Task prompt
Here, the job is to give back every entry below unchanged, omitting pictures.

Provided entries
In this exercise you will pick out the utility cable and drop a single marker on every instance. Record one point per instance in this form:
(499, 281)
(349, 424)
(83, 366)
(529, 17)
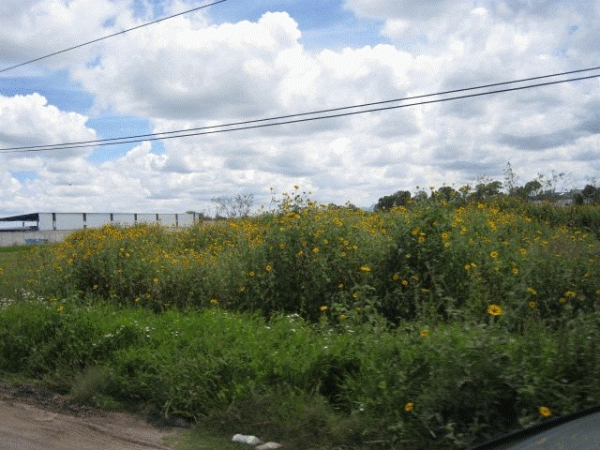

Exercise answer
In this exercise you will pick out the utility cable and drop a single marker on every instance. Record one point per instance in this form:
(499, 281)
(349, 424)
(83, 366)
(529, 17)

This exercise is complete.